### WORK TO COMPLETE
Pick out each line in the items below that contains the word "wrist" and copy those lines.

========

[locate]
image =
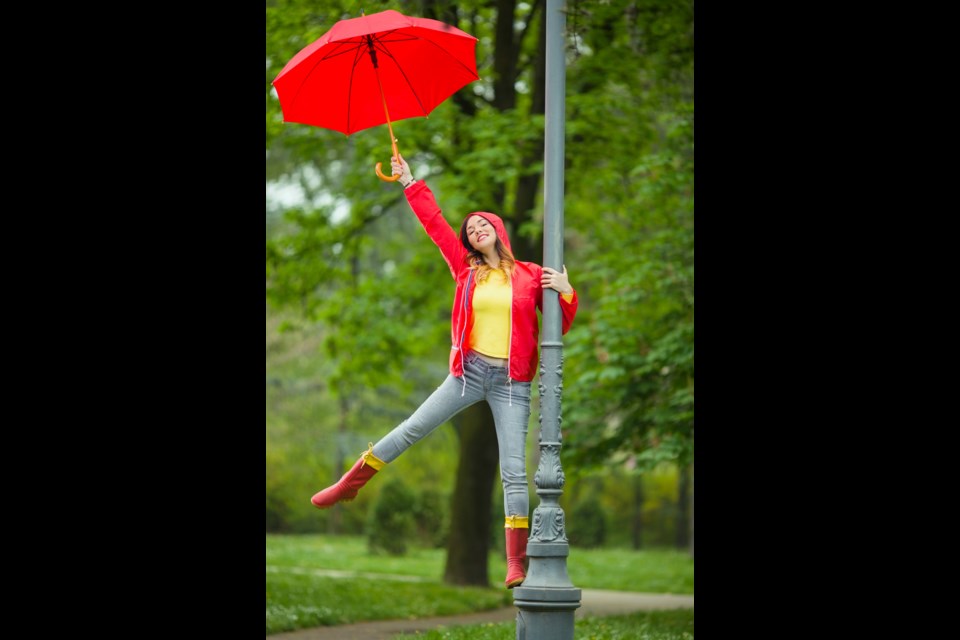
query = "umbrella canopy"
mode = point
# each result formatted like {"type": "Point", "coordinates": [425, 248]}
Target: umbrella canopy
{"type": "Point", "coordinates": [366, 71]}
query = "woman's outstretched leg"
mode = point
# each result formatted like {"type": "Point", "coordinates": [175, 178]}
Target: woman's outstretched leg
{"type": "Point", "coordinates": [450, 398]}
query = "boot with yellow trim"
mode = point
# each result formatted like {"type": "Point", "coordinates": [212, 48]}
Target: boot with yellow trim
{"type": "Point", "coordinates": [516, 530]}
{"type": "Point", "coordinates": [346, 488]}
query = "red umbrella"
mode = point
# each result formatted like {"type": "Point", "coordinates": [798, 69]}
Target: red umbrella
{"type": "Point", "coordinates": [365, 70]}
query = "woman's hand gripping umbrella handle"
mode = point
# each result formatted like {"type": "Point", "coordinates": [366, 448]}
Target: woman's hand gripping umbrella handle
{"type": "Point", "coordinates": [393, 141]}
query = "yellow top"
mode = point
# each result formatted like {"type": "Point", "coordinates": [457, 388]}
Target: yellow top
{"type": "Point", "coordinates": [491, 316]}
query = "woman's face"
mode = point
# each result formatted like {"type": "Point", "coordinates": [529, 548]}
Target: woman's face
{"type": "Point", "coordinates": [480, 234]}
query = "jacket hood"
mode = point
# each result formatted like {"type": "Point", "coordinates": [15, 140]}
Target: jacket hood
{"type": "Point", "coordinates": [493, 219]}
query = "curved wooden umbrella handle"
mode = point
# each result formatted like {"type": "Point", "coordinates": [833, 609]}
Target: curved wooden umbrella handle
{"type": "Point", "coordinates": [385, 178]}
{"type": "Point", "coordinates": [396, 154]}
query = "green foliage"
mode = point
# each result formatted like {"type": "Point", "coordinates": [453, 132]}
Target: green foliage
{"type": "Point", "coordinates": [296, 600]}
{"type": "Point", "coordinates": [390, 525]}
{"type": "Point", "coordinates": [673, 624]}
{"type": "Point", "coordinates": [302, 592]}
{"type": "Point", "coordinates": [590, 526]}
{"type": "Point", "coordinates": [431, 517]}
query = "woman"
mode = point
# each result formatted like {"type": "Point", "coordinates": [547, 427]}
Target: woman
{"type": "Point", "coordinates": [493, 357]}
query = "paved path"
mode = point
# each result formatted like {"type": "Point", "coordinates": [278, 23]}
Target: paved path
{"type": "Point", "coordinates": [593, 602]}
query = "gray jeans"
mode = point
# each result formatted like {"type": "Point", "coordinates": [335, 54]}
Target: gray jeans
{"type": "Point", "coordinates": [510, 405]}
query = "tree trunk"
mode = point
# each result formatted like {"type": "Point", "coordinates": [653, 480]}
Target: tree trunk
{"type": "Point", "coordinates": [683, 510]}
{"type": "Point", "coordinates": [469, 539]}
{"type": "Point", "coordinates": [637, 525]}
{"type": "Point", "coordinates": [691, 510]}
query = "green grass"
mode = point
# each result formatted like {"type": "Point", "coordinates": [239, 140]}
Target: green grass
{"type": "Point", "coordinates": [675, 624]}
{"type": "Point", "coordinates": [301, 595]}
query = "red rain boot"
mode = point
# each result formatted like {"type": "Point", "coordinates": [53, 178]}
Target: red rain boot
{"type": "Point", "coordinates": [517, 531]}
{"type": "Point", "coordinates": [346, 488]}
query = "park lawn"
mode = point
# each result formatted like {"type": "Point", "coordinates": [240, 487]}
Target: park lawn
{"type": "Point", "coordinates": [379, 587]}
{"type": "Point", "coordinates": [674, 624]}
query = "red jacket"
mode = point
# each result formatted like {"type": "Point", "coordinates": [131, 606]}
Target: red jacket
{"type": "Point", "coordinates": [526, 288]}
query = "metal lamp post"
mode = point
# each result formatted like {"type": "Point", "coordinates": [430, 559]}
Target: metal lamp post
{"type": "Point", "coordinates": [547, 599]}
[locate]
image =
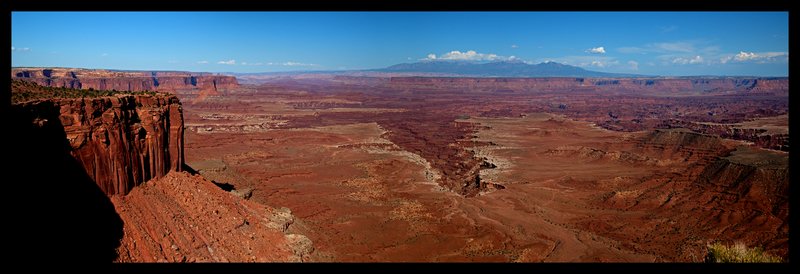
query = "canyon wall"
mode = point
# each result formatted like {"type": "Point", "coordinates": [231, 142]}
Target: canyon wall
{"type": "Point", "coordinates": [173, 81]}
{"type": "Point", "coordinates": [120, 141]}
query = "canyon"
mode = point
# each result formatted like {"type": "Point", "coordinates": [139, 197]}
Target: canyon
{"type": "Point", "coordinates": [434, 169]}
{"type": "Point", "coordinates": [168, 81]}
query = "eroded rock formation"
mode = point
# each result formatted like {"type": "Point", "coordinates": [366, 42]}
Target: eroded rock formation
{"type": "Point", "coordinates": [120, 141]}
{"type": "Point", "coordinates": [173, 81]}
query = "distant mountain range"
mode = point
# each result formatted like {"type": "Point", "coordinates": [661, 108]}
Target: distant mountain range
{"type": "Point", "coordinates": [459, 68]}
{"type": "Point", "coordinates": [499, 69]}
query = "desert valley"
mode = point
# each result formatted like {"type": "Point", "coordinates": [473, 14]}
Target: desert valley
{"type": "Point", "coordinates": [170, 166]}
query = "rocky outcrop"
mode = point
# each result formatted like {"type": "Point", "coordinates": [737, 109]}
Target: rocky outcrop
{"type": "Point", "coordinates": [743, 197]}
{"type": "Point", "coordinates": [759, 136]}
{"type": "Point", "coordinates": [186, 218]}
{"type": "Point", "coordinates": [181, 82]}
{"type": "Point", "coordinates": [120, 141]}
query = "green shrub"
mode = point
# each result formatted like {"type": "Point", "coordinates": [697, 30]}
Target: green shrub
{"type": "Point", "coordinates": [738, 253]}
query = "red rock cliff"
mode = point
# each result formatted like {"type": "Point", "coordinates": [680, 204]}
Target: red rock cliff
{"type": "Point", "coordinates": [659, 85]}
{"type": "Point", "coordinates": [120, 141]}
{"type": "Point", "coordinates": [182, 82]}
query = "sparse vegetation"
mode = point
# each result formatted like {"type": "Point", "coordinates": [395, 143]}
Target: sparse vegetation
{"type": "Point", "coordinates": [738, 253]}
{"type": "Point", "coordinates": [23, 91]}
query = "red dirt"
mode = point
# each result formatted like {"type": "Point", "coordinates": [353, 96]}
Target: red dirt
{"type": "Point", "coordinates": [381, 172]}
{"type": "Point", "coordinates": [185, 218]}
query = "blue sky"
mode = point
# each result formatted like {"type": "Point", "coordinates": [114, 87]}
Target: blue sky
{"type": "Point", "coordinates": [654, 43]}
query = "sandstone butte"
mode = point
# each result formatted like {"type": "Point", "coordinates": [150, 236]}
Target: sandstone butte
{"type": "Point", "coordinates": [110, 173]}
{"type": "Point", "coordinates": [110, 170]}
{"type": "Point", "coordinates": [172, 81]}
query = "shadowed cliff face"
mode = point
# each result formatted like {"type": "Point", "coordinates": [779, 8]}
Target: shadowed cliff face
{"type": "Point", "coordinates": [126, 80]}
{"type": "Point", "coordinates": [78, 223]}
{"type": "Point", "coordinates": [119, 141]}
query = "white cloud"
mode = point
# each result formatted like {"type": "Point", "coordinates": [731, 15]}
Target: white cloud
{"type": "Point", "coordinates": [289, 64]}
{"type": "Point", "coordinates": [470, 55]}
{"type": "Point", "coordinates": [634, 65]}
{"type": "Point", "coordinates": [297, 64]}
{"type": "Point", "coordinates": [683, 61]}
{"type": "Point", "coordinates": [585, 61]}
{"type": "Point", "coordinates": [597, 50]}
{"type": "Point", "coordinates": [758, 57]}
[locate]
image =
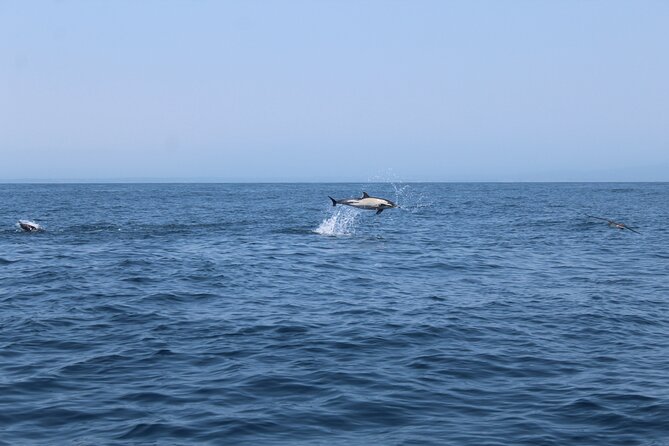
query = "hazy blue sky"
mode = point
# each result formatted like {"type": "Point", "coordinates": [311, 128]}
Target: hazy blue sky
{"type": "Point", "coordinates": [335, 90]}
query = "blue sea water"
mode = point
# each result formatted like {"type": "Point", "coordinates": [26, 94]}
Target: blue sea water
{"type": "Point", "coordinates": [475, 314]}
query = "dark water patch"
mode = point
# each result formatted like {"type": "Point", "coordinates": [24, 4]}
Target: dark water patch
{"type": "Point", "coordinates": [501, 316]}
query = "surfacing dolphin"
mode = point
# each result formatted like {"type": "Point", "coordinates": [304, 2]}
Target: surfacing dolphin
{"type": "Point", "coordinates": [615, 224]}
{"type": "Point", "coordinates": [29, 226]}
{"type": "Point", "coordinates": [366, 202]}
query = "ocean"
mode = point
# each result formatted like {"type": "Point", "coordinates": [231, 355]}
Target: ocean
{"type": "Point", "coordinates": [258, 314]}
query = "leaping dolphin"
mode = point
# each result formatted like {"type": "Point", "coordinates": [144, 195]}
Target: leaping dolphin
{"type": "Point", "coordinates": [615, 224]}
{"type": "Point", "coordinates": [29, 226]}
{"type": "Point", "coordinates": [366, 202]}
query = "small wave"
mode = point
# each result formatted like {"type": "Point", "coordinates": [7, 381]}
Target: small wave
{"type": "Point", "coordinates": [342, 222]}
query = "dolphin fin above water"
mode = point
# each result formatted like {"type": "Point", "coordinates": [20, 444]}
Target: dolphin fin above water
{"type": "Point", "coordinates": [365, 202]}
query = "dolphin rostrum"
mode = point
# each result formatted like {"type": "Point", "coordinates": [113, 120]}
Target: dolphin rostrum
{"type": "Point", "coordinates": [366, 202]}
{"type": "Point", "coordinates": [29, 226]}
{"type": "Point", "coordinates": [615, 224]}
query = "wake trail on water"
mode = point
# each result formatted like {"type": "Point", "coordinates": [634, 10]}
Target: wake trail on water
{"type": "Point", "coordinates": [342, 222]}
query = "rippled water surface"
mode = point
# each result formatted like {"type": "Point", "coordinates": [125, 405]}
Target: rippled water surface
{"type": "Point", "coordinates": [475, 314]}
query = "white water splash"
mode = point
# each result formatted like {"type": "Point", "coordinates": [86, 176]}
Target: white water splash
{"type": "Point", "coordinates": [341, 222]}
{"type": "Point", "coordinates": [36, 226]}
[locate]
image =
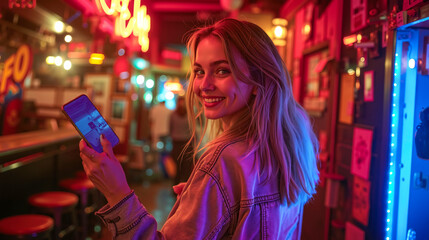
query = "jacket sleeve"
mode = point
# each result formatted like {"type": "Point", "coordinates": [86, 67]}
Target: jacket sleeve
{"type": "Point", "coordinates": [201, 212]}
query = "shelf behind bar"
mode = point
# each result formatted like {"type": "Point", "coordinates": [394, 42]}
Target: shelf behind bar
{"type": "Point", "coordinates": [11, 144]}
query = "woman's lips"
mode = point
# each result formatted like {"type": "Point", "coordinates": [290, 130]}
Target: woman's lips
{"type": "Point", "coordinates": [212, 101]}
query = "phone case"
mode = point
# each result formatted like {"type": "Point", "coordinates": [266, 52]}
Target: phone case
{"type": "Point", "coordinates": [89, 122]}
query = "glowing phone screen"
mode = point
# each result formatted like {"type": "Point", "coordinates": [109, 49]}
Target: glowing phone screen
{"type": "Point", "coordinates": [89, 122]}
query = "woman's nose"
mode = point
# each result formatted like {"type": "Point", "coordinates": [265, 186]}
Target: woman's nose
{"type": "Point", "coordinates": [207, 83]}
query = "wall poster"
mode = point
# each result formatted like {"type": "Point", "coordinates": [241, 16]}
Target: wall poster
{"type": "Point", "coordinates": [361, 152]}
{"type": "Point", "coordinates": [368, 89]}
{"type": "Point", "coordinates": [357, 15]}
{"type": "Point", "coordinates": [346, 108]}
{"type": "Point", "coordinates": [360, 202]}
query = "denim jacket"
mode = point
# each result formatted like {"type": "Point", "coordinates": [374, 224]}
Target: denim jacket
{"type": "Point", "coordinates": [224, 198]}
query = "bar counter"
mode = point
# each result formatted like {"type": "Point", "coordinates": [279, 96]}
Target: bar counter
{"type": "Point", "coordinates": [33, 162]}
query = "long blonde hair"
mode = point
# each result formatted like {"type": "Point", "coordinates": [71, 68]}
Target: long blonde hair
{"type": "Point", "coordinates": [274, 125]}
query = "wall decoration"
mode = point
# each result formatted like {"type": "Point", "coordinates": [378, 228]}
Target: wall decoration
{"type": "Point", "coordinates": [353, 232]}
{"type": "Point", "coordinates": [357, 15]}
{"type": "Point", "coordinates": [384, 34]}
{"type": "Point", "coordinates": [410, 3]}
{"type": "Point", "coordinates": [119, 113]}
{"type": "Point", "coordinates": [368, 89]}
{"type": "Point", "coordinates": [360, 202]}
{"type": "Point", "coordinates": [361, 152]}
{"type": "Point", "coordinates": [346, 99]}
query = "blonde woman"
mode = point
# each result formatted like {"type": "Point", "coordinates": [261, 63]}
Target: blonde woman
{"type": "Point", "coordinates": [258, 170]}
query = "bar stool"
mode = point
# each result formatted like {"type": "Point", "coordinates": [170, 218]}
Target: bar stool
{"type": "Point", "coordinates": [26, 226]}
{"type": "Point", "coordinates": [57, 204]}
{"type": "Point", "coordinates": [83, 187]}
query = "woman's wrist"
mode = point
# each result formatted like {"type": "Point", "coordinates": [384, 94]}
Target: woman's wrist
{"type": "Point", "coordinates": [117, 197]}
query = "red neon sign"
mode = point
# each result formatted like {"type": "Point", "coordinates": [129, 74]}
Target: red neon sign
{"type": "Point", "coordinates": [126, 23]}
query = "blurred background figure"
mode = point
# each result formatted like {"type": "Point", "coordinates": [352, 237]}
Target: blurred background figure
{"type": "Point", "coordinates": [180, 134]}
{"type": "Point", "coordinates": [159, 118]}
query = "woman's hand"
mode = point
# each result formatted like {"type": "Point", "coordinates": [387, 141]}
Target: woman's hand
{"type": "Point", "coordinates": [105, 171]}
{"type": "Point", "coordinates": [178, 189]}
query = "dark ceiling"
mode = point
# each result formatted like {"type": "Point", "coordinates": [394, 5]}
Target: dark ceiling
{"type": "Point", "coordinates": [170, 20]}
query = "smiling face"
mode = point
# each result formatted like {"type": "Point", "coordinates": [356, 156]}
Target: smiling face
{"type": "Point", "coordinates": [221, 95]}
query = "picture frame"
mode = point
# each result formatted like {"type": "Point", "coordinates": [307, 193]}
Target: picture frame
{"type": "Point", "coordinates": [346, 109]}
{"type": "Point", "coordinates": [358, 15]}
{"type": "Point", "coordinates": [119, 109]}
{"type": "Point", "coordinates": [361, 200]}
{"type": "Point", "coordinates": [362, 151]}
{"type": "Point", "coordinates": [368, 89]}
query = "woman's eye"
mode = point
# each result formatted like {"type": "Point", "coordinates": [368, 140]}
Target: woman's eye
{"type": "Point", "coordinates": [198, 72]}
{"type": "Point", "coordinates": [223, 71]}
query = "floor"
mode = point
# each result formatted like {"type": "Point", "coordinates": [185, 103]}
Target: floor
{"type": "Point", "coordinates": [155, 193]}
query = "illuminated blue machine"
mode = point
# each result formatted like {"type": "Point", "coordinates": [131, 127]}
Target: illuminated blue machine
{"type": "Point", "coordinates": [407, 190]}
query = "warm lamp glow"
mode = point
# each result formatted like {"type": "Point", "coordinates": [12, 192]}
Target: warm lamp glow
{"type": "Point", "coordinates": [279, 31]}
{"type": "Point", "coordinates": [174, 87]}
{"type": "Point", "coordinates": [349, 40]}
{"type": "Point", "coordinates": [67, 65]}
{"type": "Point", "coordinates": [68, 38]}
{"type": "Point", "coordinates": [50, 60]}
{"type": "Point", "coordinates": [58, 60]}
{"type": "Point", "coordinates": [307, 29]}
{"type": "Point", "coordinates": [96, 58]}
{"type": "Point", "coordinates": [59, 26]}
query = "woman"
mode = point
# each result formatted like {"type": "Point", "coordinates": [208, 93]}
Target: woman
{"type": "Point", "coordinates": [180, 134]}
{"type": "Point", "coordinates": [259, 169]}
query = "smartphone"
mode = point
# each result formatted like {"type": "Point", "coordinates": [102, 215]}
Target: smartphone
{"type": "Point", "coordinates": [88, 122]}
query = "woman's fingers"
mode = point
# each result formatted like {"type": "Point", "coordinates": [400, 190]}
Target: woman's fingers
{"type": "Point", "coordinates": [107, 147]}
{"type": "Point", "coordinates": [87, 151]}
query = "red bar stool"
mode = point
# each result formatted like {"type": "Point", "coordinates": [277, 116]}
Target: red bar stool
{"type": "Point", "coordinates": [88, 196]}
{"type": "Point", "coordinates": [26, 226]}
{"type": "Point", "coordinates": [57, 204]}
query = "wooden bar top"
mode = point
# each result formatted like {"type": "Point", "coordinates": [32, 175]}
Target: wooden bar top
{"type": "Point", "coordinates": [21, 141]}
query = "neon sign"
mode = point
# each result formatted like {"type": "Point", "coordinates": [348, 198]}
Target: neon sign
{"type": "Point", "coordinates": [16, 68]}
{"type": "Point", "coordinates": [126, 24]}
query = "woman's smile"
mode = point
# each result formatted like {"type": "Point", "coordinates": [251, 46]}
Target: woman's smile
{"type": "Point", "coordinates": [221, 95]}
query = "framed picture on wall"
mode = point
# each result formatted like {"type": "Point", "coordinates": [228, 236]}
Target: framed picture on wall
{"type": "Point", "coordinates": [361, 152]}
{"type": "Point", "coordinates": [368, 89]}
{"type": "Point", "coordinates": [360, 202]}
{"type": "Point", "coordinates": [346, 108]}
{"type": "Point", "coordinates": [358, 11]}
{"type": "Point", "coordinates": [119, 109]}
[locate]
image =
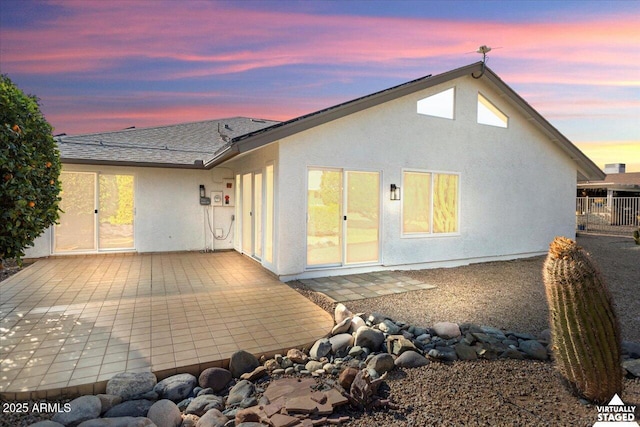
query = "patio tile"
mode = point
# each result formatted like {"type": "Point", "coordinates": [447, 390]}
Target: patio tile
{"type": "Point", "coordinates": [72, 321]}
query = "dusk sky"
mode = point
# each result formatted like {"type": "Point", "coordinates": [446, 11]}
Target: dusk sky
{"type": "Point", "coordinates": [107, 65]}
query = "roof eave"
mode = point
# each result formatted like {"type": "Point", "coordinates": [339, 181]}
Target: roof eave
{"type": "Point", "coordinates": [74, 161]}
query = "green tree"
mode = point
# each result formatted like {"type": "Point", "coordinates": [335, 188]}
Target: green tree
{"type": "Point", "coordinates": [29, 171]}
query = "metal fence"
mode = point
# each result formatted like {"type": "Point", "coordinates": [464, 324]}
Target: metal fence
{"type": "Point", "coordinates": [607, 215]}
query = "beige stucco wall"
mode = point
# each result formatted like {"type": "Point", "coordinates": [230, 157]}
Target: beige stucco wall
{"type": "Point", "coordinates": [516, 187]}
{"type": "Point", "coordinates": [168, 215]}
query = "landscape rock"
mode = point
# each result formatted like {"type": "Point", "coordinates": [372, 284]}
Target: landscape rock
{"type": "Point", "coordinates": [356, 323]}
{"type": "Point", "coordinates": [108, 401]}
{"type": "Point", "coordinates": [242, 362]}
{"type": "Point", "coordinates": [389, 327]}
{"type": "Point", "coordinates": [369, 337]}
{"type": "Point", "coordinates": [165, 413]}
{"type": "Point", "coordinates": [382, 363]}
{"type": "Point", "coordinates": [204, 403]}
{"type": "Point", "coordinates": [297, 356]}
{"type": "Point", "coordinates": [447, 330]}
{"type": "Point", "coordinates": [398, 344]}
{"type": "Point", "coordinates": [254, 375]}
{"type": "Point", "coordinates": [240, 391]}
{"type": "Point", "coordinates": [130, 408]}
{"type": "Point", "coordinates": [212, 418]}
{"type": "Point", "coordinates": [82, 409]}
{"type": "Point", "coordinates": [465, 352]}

========

### OUTPUT
query = "woman's wrist"
Target: woman's wrist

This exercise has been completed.